== Segment start ==
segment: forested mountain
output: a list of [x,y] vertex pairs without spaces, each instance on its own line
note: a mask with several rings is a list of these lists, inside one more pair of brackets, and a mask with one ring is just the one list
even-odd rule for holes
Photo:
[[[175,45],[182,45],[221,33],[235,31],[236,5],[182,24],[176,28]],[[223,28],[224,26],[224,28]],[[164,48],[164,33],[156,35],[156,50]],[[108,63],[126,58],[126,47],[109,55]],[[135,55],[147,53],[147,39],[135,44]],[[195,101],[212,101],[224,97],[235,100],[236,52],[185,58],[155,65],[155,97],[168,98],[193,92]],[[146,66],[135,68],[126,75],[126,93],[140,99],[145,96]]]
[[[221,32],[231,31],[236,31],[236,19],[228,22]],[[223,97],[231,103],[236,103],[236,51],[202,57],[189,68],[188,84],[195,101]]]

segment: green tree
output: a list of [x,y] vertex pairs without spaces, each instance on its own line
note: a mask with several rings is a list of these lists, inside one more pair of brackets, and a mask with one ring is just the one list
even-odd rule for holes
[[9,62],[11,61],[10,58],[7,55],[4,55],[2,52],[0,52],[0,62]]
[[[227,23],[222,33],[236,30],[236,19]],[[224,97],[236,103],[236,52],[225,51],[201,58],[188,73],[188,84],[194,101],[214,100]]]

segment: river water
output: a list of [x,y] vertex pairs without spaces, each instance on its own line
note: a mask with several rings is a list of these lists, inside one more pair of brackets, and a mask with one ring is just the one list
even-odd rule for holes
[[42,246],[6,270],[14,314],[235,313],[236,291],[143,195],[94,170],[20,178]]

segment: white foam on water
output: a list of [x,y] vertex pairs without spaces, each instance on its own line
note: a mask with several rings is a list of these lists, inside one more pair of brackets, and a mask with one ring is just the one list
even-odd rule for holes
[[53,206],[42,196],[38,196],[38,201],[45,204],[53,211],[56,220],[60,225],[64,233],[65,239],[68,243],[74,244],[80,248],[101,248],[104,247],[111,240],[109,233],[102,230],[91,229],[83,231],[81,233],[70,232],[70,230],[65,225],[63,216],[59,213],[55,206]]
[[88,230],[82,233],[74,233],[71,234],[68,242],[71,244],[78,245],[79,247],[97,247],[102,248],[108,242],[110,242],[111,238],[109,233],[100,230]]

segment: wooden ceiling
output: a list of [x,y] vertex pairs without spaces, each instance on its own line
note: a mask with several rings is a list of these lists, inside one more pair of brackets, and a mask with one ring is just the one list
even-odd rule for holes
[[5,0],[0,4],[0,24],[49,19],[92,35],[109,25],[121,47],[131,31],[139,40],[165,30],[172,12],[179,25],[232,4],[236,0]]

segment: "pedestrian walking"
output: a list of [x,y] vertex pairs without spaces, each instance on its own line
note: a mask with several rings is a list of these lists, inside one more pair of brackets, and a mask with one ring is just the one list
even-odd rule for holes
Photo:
== Segment end ==
Exercise requirements: Take the records shown above and output them again exactly.

Exercise output:
segment: forested mountain
output: a list of [x,y] vertex pairs without spaces, each instance on its own line
note: a mask with several rings is a list of these lists, inside one more pair of brackets, and a mask with one ring is just the one list
even-odd rule for holes
Photo:
[[[175,45],[182,45],[221,33],[235,31],[236,5],[182,24],[176,28]],[[223,28],[224,26],[224,28]],[[164,48],[164,33],[156,35],[156,50]],[[108,63],[126,58],[126,47],[109,55]],[[135,55],[147,53],[147,39],[135,44]],[[195,101],[212,101],[224,97],[235,100],[236,52],[185,58],[155,65],[155,97],[168,98],[193,92]],[[146,66],[135,68],[126,75],[126,93],[140,99],[145,96]]]
[[[221,32],[231,31],[236,31],[236,19],[228,22]],[[223,97],[231,103],[236,103],[236,51],[202,57],[189,68],[188,84],[195,101]]]

segment: green tree
output: a list of [x,y] vertex pairs without spaces, each instance on its own line
note: a mask with several rings is a list of these lists, inside one more pair of brackets, and a mask with one ring is just the one list
even-odd rule for holes
[[9,62],[11,61],[10,58],[7,55],[4,55],[2,52],[0,52],[0,62]]
[[[227,23],[222,33],[236,30],[236,19]],[[224,97],[236,103],[236,52],[225,51],[201,58],[188,73],[188,84],[194,101],[214,100]]]

segment: river water
output: a list of [x,y] vertex pairs without spaces, each instance on its own line
note: a mask with several rings is a list of these lists, inside one more pair of brackets, and a mask with one ring is just the one list
even-odd rule for holes
[[42,246],[6,270],[14,314],[235,313],[236,291],[143,195],[94,170],[20,178]]

segment: white foam on water
output: a list of [x,y] vertex pairs without spaces, each instance on its own line
note: a mask with several rings is a list of these lists, inside one more pair of brackets, and a mask with one ring is just the one list
even-odd rule for holes
[[53,206],[42,196],[38,196],[38,201],[45,204],[53,211],[56,220],[60,225],[64,233],[65,239],[68,243],[74,244],[80,248],[101,248],[104,247],[111,240],[109,233],[102,230],[91,229],[83,231],[81,233],[70,232],[70,230],[65,225],[63,216],[59,213],[55,206]]
[[88,230],[82,233],[74,233],[71,234],[68,242],[71,244],[78,245],[79,247],[97,247],[102,248],[108,242],[110,242],[111,238],[109,233],[100,230]]

segment: wooden ceiling
output: a list of [x,y] vertex pairs without spaces, each instance on its own line
note: a mask with several rings is a list of these lists, inside one more pair of brackets, and a mask with one ring is just the one list
even-odd rule for holes
[[5,0],[0,4],[0,24],[49,19],[92,35],[109,25],[121,47],[131,31],[139,40],[165,30],[172,12],[179,25],[232,4],[236,0]]

segment: "pedestrian walking"
output: a list of [x,y] vertex pairs without spaces, each instance on its own line
note: a mask with several rings is a list of these lists, inside one more pair of brackets, and a mask with one ring is just the one list
even-odd rule for holes
Photo:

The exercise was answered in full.